Il n’est sans doute pas contestable que les expériences du théâtre de l’opprimé, qui se sont développées un peu partout dans le monde au cours des années 80-90, font partie constitutive de cet espace public post bourgeois. Se profile ainsi une autre compréhension de l’espace public contemporain. Si les réflexions habermassiennes nous aident à mettre en évidence les ressources particulières d’un type d’agir particulier, l’agir communicationnel, le théâtre de l’opprimé en intégrant, à son insu, les critiques faites aux conceptions habermassiennes de l’espace public met en évidence la possibilité concrète d’un agir communicationnel concrètement situé.

▸ **Données fournies**:
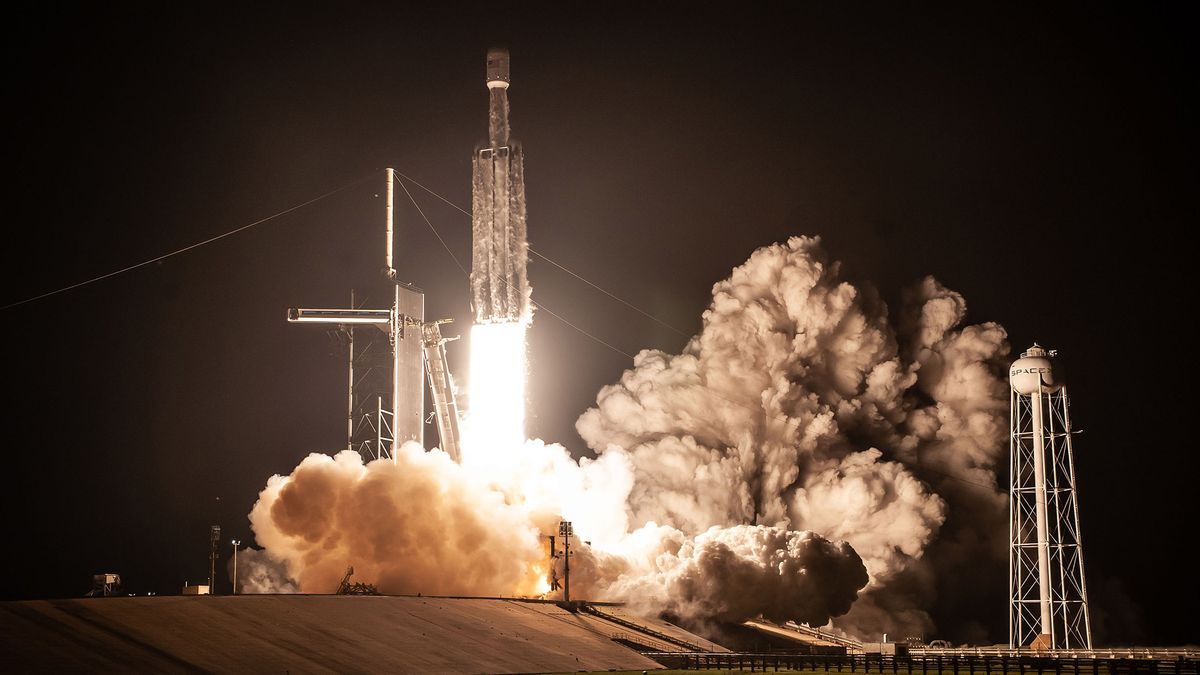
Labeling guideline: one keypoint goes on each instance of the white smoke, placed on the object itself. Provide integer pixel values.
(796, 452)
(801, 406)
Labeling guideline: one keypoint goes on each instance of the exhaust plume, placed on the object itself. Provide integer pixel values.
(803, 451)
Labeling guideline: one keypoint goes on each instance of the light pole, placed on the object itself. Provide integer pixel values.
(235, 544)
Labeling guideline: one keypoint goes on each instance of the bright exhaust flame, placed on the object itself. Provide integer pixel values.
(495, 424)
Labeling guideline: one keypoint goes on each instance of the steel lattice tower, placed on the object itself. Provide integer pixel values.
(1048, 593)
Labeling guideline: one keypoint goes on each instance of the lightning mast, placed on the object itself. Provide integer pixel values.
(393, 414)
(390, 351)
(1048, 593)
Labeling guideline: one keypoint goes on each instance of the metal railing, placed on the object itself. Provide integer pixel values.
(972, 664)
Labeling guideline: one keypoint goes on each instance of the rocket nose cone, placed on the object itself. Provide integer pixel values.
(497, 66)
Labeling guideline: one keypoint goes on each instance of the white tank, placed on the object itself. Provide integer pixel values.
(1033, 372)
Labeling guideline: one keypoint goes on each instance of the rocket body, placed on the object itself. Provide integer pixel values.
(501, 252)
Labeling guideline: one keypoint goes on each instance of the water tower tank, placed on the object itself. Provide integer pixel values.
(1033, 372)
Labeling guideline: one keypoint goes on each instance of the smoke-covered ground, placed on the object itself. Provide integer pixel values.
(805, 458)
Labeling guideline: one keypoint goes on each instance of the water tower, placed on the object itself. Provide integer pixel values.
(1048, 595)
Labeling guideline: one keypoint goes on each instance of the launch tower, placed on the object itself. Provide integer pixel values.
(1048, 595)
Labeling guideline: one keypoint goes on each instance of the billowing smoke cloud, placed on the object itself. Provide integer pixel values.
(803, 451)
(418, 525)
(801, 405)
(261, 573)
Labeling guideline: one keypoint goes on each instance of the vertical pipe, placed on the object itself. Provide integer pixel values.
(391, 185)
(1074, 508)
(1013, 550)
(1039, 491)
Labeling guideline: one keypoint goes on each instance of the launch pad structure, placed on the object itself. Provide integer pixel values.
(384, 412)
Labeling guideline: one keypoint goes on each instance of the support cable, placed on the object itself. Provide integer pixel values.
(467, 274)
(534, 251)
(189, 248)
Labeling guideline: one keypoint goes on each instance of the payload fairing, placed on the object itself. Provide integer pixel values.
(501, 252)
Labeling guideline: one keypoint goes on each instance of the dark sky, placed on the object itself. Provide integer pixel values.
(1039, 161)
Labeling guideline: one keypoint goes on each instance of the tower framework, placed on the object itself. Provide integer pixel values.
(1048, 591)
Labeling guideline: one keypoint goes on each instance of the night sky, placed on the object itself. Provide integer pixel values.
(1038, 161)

* * *

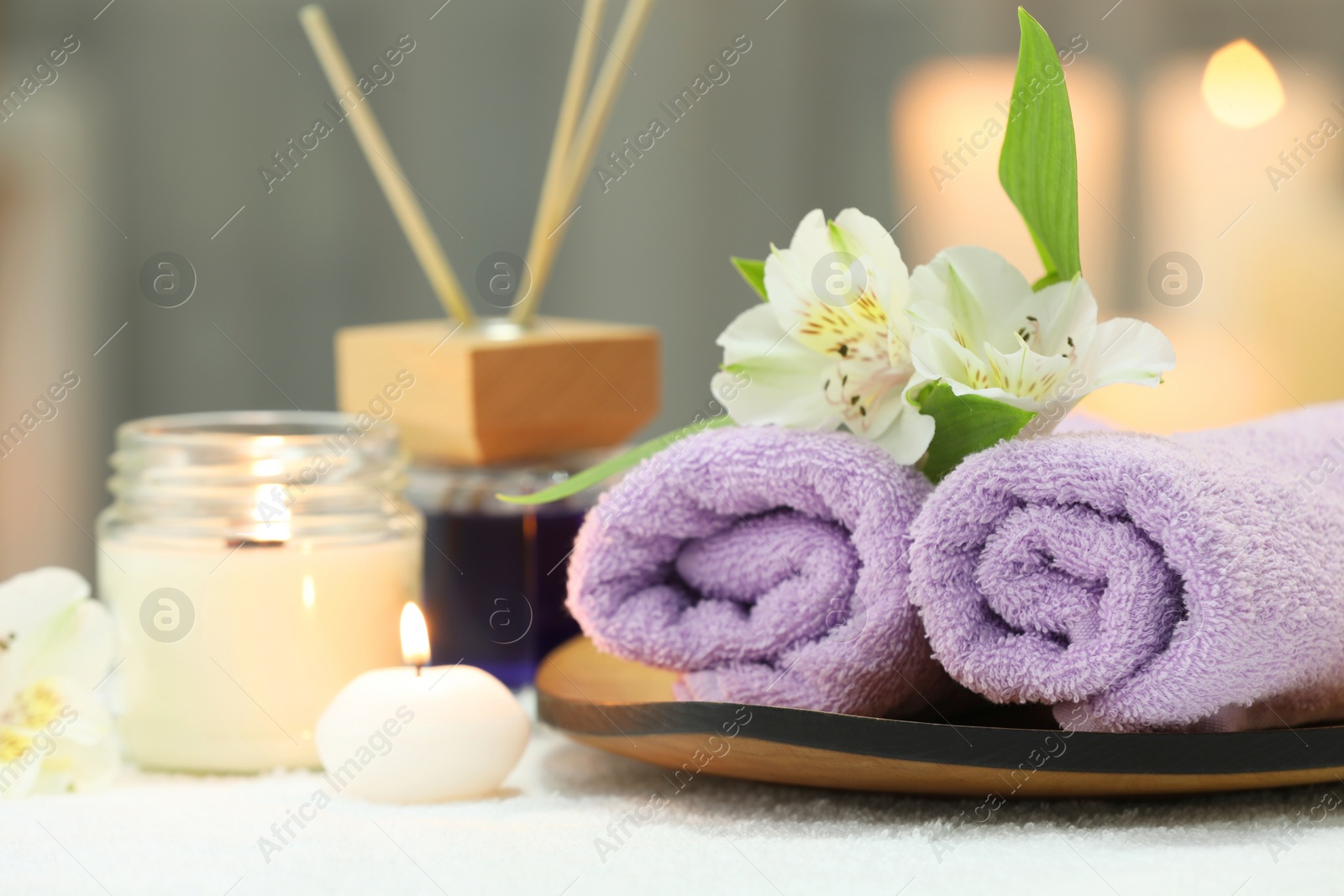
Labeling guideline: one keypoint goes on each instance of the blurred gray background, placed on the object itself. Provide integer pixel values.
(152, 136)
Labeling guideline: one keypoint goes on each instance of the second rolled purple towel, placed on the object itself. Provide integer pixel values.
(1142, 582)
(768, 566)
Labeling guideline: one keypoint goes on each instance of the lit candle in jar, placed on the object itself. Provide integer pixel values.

--

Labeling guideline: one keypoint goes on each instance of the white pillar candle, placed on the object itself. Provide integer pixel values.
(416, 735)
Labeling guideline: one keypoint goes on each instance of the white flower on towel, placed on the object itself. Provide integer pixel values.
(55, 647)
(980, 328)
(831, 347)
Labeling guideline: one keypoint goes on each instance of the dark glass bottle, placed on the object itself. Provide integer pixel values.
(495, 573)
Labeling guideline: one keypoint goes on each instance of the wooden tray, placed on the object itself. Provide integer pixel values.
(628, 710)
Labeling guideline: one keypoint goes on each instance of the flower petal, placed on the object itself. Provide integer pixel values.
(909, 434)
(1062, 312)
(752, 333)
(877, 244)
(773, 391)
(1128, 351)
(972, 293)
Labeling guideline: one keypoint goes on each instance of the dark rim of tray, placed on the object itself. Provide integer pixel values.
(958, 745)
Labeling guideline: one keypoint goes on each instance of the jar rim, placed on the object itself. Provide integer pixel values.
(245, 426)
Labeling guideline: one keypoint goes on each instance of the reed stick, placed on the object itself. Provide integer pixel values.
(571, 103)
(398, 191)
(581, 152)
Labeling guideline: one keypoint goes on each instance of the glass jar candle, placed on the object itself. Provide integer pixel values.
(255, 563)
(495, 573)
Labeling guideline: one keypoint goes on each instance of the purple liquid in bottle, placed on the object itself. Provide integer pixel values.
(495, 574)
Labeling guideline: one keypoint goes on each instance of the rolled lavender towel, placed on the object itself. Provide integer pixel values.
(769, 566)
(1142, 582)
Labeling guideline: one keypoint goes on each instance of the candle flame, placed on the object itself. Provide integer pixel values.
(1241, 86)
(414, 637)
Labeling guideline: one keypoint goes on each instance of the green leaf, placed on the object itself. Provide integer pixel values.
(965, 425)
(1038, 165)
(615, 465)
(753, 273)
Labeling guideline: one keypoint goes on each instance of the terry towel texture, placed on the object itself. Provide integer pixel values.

▸ **Consigne**: Poursuivez le texte sur le théâtre de l'opprimé et l'espace public à partir de sa dernière phrase. Les lignes n'ont aucun rapport avec l'extrait du document.

▸ **Réponse**:
Le monde vécu cesse alors d’apparaître comme le lieu de l’emprisonnement communautaire et de la fermeture pour devenir une possibilité de recréation de l’espace public. Jurgen Habermas (1992) lui-même reconnaît d’ailleurs que la lutte pour la reconnaissance peut avoir lieu dans des espaces de micro-mobilisation et de résistance collective qui travaillent l’espace public : le théâtre de l’opprimé est bien cette méthode, cette forme de théâtre qui permet le travail quotidien et concret de l’espace public. Aussi, les expériences du théâtre de l’opprimé peuvent être lues et vues comme autant de lieux qui permettent de contribuer à une sociologie des espaces publics contemporains en partant des travaux fondateurs de J. Habermas tout en les relativisant : penser dans les catégories de la communication ce qui auparavant l’était dans celles de l’Etat de droit.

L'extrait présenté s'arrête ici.